↓↓↓

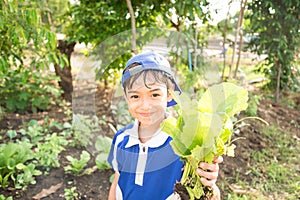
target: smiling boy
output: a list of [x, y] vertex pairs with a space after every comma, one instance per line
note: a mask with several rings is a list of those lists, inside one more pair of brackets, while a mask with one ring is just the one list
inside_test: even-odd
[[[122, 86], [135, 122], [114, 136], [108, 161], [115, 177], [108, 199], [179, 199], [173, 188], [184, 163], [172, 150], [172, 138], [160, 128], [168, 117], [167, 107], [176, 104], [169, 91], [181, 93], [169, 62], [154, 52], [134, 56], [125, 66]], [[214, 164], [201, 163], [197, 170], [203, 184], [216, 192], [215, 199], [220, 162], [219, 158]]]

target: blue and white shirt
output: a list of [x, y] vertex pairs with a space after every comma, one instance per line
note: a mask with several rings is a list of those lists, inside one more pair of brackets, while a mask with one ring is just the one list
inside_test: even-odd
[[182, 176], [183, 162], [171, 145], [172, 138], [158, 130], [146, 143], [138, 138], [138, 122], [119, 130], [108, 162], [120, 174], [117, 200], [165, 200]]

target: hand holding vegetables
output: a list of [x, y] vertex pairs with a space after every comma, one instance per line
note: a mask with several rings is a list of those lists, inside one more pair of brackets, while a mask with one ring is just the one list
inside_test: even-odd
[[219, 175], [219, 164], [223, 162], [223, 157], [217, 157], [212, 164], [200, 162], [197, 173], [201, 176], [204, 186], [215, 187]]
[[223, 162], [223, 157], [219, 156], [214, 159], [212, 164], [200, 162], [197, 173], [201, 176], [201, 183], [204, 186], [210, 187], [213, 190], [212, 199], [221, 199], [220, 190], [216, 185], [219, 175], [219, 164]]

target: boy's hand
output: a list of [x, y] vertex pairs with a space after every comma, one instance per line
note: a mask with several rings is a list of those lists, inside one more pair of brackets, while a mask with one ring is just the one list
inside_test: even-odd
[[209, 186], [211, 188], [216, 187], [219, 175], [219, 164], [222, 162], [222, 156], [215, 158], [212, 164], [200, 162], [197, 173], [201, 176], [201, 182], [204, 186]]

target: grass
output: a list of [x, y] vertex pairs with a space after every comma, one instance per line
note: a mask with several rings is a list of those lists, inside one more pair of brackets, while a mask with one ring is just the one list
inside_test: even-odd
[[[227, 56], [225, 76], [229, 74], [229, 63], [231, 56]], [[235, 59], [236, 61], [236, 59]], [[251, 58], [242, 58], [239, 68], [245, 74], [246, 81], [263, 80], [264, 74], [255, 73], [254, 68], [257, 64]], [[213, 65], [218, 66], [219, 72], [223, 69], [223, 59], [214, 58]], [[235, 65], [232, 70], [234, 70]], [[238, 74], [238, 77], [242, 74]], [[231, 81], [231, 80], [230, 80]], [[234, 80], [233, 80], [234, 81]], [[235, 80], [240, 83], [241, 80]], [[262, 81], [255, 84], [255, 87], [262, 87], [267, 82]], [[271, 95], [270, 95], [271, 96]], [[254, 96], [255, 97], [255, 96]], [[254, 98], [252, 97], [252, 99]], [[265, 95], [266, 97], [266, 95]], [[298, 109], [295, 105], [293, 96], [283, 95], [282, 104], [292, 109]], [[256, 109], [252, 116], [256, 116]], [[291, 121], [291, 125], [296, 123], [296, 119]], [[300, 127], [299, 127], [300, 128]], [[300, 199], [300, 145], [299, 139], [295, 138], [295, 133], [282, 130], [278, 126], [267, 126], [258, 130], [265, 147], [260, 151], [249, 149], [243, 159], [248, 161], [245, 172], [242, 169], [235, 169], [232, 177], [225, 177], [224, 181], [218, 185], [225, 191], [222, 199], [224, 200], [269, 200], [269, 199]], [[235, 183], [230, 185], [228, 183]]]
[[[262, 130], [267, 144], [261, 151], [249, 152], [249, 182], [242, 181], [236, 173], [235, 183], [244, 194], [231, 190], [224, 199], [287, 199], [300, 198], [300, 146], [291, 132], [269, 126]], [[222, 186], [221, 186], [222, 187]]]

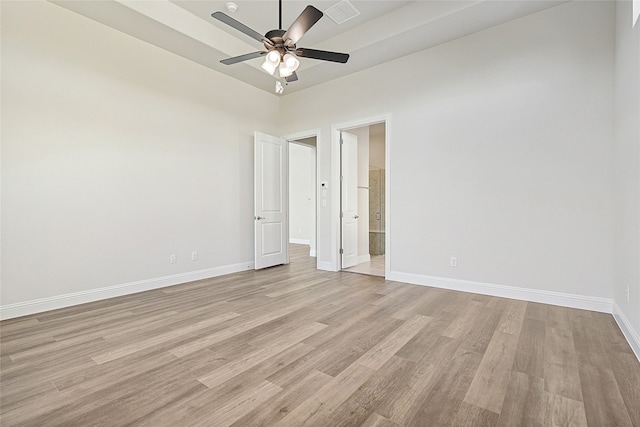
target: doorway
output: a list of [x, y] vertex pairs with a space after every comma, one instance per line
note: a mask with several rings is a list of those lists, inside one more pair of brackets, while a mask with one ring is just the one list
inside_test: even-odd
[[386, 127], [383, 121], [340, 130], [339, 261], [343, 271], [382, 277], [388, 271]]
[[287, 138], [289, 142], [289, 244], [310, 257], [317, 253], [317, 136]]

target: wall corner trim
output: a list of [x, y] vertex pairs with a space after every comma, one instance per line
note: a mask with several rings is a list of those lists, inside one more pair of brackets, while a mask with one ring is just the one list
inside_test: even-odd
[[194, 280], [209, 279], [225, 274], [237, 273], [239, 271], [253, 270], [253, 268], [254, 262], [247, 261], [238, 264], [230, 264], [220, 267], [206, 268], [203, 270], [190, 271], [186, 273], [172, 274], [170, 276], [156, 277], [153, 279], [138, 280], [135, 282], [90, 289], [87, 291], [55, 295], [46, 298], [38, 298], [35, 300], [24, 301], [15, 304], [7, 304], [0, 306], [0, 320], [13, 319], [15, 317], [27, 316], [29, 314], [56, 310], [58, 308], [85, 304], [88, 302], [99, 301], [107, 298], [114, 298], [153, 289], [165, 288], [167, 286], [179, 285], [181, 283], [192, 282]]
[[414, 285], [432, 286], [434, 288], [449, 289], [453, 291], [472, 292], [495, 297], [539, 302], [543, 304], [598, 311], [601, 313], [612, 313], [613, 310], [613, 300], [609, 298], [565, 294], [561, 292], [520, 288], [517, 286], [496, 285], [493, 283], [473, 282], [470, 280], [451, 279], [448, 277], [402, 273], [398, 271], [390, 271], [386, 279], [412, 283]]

↑↑↑

[WHAT IS REQUIRED]
Filter the records above and return every line that holds the word "hand".

[RESULT]
target: hand holding vegetables
target: boy's hand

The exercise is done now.